_WHAT YOU ARE ASKED TO DO_.
Where a line in the entries below contains the word "window", count it. Return the total alone.

(Referring expression pointing data)
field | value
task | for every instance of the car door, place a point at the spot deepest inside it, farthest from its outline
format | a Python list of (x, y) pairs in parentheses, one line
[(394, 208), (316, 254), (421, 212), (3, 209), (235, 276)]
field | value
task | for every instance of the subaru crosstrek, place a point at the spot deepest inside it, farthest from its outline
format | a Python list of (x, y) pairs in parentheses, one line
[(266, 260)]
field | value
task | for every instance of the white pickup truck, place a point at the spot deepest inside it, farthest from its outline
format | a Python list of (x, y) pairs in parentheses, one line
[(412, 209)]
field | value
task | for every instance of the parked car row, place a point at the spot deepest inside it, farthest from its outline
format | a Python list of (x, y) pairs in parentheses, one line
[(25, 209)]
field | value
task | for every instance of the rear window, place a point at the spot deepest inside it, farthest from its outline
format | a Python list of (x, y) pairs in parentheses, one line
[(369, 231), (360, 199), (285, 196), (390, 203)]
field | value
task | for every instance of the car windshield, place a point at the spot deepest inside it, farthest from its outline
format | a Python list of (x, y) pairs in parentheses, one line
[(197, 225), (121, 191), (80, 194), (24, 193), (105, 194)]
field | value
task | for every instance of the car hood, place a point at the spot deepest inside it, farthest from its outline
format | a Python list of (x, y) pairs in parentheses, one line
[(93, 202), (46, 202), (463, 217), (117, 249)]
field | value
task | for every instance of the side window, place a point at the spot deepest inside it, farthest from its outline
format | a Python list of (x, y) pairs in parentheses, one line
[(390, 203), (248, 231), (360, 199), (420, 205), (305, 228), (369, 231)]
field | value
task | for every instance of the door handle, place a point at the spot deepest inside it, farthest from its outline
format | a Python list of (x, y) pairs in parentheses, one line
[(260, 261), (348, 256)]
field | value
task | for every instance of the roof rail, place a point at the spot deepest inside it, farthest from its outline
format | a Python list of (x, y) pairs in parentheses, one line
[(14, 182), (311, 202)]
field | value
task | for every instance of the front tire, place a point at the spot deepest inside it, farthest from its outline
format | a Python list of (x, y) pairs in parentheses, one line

_WRITTEN SOLUTION_.
2